*Requests*.
1/ List every position Cousteau held, as the passage about Jacques Cousteau names them.
2/ Filter the listing below down to the lines containing the string "reflective", matching case exactly.

── Document segment

The road to paradise is paradise.


Jacques Cousteau, citing a Spanish proverb

THE SOUL OF Jacques Cousteau’s code for living was his belief that reflecting on the past is useless. Once, when one of his sons came to him for help making a biographical film to celebrate his birthday, Cousteau said, “You’re wasting your time talking about my past. Don’t count me in. I can’t help you.”

In the autumn of his sixty-seventh year, therefore, Cousteau would not have agreed—or cared—that what can now be understood to be the enchanted opening movements in the symphony of his life were ending and a final dissonant movement was about to begin. He had just finished a two-month fund-raising tour of the United States, where sellout sports arena crowds in six cities had welcomed him like a visiting monarch and opened their checkbooks for the television celebrity.

Despite Cousteau’s insistence in a recent interview that he did not feel responsible for anything, he was awash in responsibilities. He was the president of the world’s largest manufacturer of scuba diving equipment, the director of the Musée Océanographique de Monaco (Oceanographic Museum of Monaco), the director of the French Office of Undersea Technology, the founder and president of the fastest-growing environmental organization in history, and the president of a television production company that between 1966 and 1976 had made him one of the most recognizable people on earth as the star of
The Undersea World of Jacques Cousteau
.

────
── Data to use

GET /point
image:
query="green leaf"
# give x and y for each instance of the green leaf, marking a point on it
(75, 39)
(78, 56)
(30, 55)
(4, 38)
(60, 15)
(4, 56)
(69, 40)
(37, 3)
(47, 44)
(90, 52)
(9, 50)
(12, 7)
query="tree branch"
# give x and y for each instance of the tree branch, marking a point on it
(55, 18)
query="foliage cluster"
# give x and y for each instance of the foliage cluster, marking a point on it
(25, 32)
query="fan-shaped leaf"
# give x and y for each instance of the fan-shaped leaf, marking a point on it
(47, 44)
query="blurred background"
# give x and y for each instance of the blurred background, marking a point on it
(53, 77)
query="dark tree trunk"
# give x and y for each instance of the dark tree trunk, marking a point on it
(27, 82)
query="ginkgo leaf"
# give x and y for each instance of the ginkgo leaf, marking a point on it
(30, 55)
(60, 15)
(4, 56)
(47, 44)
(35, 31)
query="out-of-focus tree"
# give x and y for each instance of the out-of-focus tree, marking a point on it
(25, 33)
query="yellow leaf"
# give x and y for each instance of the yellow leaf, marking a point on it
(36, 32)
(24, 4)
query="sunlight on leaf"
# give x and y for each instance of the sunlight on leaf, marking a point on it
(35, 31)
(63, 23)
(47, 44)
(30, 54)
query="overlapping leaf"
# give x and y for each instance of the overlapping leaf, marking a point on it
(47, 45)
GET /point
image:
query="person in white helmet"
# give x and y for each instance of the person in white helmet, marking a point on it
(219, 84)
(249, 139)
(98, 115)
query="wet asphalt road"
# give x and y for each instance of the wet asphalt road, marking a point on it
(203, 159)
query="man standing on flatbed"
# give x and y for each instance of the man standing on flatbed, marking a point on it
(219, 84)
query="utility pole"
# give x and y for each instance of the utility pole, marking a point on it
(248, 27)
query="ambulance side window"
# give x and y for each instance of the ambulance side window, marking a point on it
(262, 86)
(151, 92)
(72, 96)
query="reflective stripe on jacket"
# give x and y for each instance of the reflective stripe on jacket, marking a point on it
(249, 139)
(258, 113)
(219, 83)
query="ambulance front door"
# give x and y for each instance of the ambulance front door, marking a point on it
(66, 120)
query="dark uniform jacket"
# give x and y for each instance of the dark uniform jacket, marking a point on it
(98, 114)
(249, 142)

────

*Per-task answers*.
1/
- President of the world's largest manufacturer of scuba diving equipment
- Director of the Musée Océanographique de Monaco (Oceanographic Museum of Monaco)
- Director of the French Office of Undersea Technology
- Founder and president of the fastest-growing environmental organization in history
- President of a television production company

2/
query="reflective stripe on jacket"
# give x and y for each instance of the reflective stripe on jacket, marking a point on it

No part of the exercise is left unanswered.